RECORDS PROVIDED below:

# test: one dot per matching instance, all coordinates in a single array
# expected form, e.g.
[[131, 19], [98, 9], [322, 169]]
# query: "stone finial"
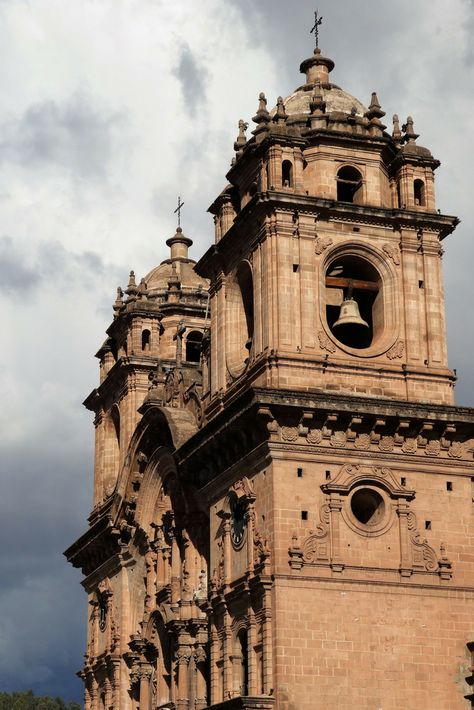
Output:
[[317, 104], [280, 115], [262, 115], [179, 245], [241, 139], [408, 129], [317, 68], [374, 108], [131, 289], [142, 289], [396, 133], [118, 302], [374, 114]]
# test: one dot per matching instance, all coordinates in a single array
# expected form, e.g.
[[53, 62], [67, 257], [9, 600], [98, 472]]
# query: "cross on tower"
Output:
[[315, 28], [178, 210]]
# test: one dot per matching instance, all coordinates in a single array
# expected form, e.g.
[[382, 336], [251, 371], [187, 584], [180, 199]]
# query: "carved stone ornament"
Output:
[[362, 443], [289, 433], [321, 244], [315, 436], [393, 253], [456, 450], [433, 448], [339, 439], [409, 446], [325, 343], [386, 443], [396, 351]]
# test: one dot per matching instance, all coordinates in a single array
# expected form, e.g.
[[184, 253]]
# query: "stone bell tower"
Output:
[[283, 512], [338, 472]]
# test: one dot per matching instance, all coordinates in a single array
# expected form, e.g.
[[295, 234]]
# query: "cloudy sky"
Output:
[[109, 109]]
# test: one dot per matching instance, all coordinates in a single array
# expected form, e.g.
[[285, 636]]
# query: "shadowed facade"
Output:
[[283, 484]]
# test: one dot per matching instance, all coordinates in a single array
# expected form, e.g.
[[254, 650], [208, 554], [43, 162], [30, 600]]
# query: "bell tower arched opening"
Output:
[[349, 185], [354, 310]]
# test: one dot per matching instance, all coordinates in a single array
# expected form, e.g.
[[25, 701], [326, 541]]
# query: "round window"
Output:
[[368, 507]]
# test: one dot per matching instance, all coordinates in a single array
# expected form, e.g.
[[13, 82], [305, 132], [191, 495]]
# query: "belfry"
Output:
[[283, 498]]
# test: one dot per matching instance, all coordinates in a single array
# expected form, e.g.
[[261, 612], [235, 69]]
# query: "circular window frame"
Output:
[[386, 519], [388, 275]]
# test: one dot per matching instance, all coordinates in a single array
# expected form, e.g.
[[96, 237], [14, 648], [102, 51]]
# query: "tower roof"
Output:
[[317, 69]]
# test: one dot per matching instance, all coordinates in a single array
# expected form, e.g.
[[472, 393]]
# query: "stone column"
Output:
[[145, 675], [201, 684], [183, 656], [335, 507]]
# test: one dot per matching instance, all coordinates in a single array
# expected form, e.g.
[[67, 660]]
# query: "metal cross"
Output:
[[315, 28], [178, 210]]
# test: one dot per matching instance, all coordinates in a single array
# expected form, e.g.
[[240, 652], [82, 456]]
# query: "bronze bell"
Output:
[[350, 314]]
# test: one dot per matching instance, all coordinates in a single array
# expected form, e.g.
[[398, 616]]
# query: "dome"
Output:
[[298, 103], [178, 268], [336, 100], [159, 277]]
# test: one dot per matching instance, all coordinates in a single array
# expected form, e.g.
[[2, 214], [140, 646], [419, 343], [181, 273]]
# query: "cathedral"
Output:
[[283, 492]]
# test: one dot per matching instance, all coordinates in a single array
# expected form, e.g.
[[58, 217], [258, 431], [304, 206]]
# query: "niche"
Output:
[[419, 192], [354, 301], [193, 346], [287, 173], [146, 338], [240, 325], [349, 185]]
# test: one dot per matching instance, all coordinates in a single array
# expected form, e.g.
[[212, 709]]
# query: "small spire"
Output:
[[375, 110], [262, 115], [241, 139], [396, 133], [118, 302], [142, 289], [179, 245], [317, 104], [280, 115], [407, 128], [131, 289]]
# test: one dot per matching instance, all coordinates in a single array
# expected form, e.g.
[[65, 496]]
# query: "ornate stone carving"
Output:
[[392, 252], [386, 443], [433, 448], [325, 343], [321, 244], [339, 439], [424, 557], [396, 351], [315, 436], [456, 450], [289, 433], [409, 446], [362, 443]]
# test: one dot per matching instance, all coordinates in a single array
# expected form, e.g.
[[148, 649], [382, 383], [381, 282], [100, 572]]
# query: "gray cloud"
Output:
[[49, 263], [192, 76], [73, 135], [15, 276]]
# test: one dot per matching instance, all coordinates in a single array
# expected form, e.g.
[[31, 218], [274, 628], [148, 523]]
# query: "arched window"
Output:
[[354, 310], [146, 338], [349, 185], [193, 346], [419, 192], [287, 173]]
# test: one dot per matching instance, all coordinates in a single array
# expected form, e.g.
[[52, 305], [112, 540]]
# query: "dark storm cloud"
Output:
[[43, 606], [73, 135], [22, 273], [192, 76]]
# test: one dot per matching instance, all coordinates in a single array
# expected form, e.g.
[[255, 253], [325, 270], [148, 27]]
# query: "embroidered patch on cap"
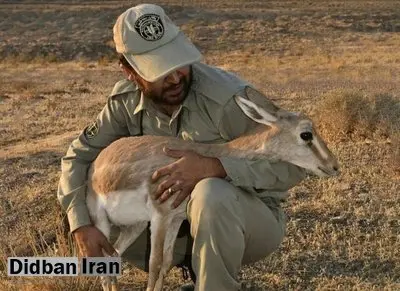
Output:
[[92, 130], [150, 27]]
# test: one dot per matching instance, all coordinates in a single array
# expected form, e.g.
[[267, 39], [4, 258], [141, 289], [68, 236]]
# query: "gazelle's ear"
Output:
[[254, 112]]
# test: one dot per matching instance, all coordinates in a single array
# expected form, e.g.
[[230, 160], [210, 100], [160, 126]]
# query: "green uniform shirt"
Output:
[[209, 114]]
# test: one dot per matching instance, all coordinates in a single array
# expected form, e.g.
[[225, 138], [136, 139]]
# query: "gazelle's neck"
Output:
[[249, 146]]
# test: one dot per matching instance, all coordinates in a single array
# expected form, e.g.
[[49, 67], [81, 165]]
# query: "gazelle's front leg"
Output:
[[158, 225], [127, 235], [169, 244]]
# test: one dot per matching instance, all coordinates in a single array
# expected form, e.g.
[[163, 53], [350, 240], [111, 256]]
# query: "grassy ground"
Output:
[[312, 56]]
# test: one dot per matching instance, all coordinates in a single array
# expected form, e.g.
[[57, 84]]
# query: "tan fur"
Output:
[[129, 163]]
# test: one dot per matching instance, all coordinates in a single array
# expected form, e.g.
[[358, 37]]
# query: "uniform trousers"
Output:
[[229, 227]]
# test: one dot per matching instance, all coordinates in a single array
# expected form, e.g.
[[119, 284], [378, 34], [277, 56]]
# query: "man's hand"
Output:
[[184, 174], [91, 242]]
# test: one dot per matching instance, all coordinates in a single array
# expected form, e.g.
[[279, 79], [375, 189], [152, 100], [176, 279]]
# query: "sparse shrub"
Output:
[[343, 114], [356, 116]]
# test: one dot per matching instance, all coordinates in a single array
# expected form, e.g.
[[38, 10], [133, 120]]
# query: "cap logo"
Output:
[[150, 27]]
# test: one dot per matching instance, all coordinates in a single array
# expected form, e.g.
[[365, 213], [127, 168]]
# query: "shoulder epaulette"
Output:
[[123, 86]]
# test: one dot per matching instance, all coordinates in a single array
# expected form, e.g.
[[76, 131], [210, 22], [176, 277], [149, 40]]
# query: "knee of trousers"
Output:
[[210, 195]]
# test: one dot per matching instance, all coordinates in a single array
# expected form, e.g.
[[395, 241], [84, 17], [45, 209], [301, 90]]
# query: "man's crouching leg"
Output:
[[230, 227]]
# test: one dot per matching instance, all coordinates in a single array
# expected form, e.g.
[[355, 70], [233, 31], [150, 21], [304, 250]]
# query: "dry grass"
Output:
[[335, 60]]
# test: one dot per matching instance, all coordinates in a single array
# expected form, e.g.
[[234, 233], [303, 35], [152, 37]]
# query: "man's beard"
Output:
[[164, 98]]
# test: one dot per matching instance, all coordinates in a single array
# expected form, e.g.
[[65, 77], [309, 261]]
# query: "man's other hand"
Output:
[[183, 174]]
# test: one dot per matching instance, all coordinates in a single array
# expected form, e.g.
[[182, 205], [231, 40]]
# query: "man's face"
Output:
[[171, 90]]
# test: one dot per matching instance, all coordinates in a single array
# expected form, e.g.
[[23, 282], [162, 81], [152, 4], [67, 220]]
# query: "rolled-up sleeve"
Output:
[[108, 127], [258, 174]]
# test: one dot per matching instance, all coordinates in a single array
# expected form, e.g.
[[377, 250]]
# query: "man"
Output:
[[234, 209]]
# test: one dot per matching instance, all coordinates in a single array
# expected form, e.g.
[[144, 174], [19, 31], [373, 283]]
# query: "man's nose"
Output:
[[173, 78]]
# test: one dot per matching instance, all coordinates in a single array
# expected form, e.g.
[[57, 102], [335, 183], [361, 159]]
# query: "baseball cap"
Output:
[[152, 44]]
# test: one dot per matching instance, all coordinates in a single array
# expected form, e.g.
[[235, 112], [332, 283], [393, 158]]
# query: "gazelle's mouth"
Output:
[[328, 172]]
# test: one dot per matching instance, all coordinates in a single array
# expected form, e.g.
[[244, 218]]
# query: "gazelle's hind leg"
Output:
[[158, 225], [169, 244], [128, 235], [99, 218]]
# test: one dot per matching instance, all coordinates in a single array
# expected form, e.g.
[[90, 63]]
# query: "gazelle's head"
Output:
[[295, 139]]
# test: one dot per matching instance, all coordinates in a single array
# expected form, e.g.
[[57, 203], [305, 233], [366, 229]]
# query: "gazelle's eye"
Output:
[[306, 136]]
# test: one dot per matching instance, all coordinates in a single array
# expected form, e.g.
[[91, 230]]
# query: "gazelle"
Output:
[[121, 193]]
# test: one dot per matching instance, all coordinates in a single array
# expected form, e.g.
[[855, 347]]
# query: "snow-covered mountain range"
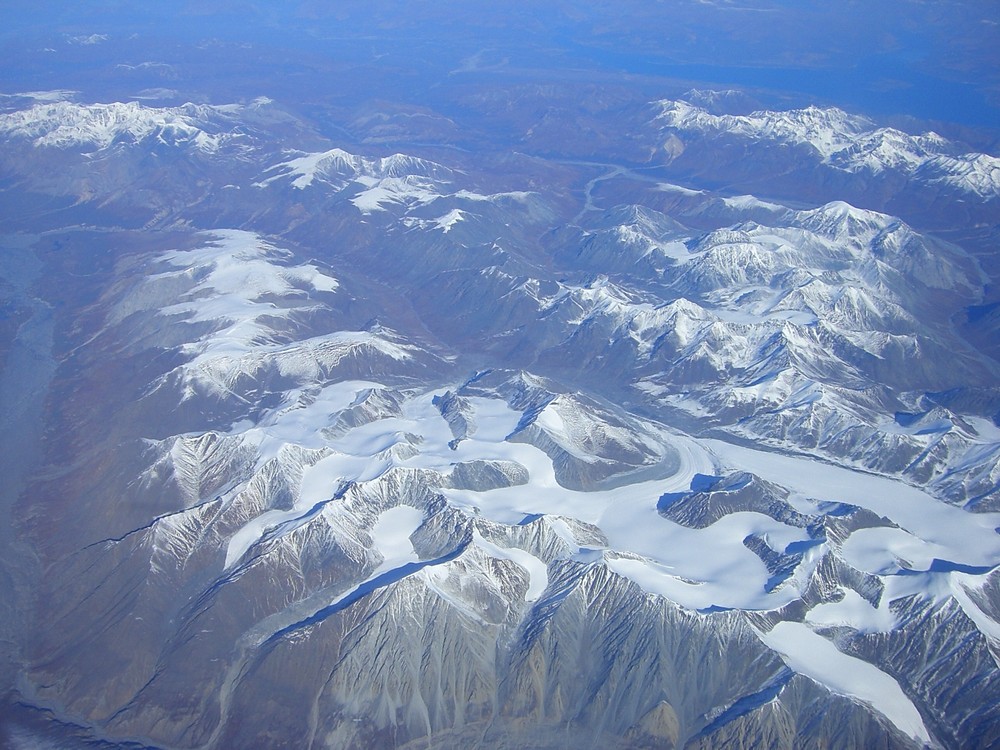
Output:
[[384, 450]]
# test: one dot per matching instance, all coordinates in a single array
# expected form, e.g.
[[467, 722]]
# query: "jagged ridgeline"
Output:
[[349, 448]]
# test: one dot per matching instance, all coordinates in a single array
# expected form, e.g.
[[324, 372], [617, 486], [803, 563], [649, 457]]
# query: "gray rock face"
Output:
[[420, 454]]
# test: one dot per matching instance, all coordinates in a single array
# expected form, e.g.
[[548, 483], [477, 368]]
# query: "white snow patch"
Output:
[[538, 576], [815, 657]]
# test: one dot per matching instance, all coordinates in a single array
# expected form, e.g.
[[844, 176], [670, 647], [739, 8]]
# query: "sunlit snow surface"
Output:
[[235, 302], [230, 285]]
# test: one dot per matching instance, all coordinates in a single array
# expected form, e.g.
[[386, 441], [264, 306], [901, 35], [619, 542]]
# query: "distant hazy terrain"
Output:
[[502, 377]]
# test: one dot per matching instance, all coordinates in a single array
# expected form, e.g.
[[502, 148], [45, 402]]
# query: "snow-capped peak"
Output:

End of RECORDS PROVIDED.

WHAT IS REQUIRED:
From the entries, report each line that includes the word "patch".

YOUR SOLUTION:
# query: "embroidered patch on cap"
# query: "white snow patch"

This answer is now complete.